Short task a: List every U.S. state named in the review of American War below.

Source document:
↓↓↓

American War is set in 2075 to about 2095. Fossil fuel usage has changed the landscape of the U.S., much of the coast line has been storm ravaged and Florida is totally under water. The western states are largely controlled by the Mexican Protectorate. China and the middle eastern Bouazizi Empire are superpowers and the U.S. is divided once again by a civil war.

The story is written largely as a biography by the history professor narrator from the prologue. Interspersed between the chapters are primary sources from the time. These intercalary chapters provide a macro view of what is happening in the world. While the chapters about main character Sarat Chestnut provide a very focused micro world view. I enjoyed the intercalary chapters more than the narrative. I looked forward to getting to the end of a chapter just to get these nuggets of information.

The chapters are long; this 333-page novel only has 16 chapters. I think I would have preferred shorter chapters. The lack of information, technology, and education in the world El Akkad created left me frustrated. Sarat is from Louisiana and migrates first to a refugee camp in Alabama, then to a charity house in Georgia and finally a stint at a prison camp on an island in the Florida sea. Without the intercalary chapters, the reader would have no idea what was happening the rest of the country.

↑↑↑

The records:

↓↓↓

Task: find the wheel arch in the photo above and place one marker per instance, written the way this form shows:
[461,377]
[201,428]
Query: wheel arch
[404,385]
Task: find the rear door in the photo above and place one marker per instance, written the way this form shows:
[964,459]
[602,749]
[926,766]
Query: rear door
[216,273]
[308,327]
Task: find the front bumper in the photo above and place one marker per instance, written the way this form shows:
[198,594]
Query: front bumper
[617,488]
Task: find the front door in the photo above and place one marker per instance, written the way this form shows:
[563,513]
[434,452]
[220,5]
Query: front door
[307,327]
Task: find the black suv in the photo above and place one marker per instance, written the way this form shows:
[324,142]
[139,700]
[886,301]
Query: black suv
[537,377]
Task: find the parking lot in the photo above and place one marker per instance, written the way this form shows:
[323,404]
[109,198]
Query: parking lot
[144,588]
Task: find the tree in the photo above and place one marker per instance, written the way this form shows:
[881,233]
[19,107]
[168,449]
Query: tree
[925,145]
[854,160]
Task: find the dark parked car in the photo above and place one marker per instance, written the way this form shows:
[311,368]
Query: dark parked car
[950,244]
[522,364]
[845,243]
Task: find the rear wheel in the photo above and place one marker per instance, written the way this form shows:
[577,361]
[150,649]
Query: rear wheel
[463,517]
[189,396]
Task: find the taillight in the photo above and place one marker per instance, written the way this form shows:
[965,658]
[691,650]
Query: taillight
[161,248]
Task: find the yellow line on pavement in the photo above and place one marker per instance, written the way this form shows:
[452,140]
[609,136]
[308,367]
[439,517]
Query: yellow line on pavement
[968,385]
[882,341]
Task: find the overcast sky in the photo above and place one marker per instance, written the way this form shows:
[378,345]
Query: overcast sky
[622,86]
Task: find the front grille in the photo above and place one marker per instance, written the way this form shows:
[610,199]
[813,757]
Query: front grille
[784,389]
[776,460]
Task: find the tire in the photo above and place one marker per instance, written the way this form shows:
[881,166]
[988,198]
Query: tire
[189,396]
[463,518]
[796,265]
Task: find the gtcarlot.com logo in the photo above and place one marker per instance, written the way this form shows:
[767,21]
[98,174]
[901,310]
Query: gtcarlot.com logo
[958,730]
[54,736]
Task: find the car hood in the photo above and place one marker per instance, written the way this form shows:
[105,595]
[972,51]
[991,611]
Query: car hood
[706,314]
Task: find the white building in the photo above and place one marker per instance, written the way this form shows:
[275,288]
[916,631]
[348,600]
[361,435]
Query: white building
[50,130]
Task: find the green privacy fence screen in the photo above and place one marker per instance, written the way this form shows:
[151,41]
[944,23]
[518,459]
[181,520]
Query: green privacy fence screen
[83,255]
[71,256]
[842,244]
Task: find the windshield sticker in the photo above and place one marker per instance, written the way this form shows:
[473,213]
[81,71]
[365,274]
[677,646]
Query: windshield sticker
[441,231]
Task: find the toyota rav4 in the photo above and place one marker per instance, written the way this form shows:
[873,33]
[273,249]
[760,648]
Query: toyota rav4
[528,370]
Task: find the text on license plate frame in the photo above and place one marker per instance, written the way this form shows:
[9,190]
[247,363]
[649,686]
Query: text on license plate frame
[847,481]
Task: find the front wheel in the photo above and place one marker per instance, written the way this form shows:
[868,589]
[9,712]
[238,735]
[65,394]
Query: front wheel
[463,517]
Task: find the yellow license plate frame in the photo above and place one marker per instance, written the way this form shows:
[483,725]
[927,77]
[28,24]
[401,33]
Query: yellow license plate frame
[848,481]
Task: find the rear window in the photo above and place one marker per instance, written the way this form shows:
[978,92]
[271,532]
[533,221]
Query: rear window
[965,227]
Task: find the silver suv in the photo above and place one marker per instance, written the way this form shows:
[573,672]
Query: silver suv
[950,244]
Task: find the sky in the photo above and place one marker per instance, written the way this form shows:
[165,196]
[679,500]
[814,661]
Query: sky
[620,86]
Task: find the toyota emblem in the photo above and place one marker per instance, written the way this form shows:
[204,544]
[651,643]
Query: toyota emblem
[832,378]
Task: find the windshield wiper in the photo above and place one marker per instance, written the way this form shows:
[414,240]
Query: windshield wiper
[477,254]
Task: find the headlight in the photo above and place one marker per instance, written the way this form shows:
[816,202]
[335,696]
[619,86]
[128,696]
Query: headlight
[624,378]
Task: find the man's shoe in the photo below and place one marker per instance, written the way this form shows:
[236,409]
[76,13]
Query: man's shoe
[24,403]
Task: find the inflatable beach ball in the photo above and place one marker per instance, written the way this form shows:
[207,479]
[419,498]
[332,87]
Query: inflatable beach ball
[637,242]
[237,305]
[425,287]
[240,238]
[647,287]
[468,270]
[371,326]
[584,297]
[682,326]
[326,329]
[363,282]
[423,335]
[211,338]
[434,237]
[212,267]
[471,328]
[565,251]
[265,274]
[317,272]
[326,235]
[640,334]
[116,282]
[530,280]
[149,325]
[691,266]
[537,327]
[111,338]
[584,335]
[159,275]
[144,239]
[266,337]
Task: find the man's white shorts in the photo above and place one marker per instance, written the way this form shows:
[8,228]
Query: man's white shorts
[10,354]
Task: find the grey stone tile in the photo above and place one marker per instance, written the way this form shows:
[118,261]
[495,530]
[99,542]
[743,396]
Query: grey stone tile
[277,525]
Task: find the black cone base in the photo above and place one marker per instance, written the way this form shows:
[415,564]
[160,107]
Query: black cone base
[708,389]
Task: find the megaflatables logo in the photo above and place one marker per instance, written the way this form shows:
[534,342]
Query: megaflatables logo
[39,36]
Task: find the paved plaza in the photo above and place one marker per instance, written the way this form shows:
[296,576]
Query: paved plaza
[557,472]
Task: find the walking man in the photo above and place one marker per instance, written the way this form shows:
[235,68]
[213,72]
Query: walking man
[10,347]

↑↑↑

Short task b: Locate every line of the entries above that contains the string "cone", where case counts, and copy each such line.

Task answer a: Florida, Louisiana, Alabama, Georgia

Task answer b:
Task: find the black cone base in the photo above and place one marker per instance, written the way this form shows:
Query: black cone base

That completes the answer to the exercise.